───── Source material ─────

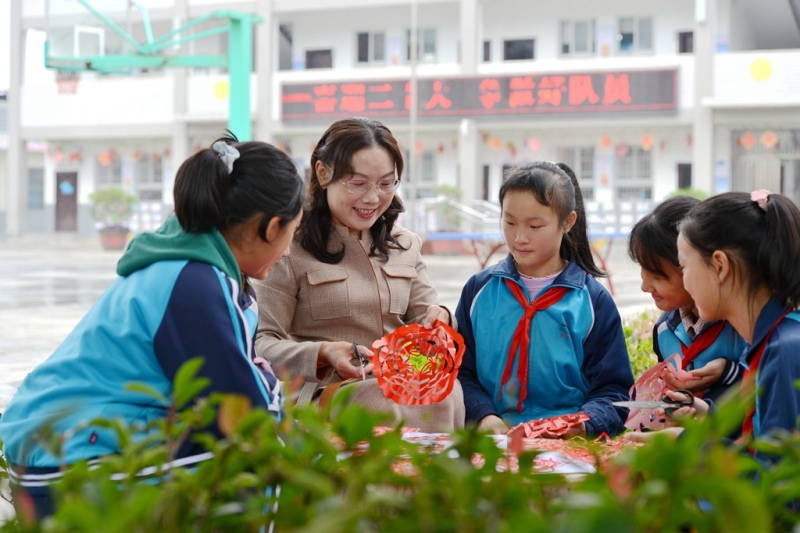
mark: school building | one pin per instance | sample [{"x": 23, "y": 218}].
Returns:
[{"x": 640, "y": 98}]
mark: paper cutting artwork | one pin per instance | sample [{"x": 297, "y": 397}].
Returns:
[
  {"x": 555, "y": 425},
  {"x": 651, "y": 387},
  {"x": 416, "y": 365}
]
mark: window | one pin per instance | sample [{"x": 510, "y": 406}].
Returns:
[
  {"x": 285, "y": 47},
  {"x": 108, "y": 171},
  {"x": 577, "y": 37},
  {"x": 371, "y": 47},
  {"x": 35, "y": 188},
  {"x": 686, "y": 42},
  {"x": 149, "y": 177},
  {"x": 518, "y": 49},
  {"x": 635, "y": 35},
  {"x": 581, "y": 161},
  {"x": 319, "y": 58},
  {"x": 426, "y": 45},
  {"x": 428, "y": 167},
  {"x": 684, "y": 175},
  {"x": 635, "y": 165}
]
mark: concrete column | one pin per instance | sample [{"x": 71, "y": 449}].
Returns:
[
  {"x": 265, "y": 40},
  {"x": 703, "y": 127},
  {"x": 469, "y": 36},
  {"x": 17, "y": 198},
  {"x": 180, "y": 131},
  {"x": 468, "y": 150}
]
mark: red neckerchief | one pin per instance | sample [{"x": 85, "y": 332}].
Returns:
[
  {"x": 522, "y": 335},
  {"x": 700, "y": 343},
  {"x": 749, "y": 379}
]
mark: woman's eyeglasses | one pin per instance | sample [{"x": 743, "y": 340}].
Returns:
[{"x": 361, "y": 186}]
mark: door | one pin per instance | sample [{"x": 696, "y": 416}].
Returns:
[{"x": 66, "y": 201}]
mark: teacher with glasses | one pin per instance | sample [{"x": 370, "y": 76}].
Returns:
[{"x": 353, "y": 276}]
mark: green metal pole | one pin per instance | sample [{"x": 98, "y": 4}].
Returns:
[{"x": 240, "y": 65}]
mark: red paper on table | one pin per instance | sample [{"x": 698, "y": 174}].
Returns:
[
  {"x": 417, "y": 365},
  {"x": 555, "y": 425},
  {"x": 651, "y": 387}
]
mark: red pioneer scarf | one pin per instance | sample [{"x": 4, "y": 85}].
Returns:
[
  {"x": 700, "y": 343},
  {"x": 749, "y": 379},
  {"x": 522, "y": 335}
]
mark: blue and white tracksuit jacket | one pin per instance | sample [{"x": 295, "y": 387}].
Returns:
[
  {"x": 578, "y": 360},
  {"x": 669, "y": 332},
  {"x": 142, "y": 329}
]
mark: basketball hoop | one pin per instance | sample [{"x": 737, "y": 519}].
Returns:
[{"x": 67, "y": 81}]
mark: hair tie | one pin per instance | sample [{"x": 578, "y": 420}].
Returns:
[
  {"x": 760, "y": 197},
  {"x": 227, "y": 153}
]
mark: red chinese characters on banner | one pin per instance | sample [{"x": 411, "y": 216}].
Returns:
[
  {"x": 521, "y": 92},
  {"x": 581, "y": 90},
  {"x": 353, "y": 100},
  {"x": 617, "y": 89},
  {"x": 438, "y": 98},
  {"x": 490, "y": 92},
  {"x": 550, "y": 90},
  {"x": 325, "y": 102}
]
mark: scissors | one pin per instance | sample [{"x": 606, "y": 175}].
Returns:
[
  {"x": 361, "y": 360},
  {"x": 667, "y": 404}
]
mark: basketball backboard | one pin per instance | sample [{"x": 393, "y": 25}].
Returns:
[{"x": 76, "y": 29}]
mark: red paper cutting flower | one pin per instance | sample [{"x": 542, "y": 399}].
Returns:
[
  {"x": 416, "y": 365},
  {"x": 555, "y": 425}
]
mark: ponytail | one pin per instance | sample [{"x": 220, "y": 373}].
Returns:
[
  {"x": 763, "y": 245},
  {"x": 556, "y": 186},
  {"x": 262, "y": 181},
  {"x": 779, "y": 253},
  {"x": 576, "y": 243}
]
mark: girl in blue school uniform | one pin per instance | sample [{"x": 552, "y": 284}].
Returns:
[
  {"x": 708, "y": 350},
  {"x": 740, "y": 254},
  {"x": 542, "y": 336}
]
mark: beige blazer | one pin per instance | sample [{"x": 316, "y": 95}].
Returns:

─────

Once a line of the records is found to contain "cutting", copy it out.

mark: paper cutting artwork | one pin per instance | sample [{"x": 297, "y": 397}].
mark: red paper cutting flower | one pin per instance | sample [{"x": 542, "y": 399}].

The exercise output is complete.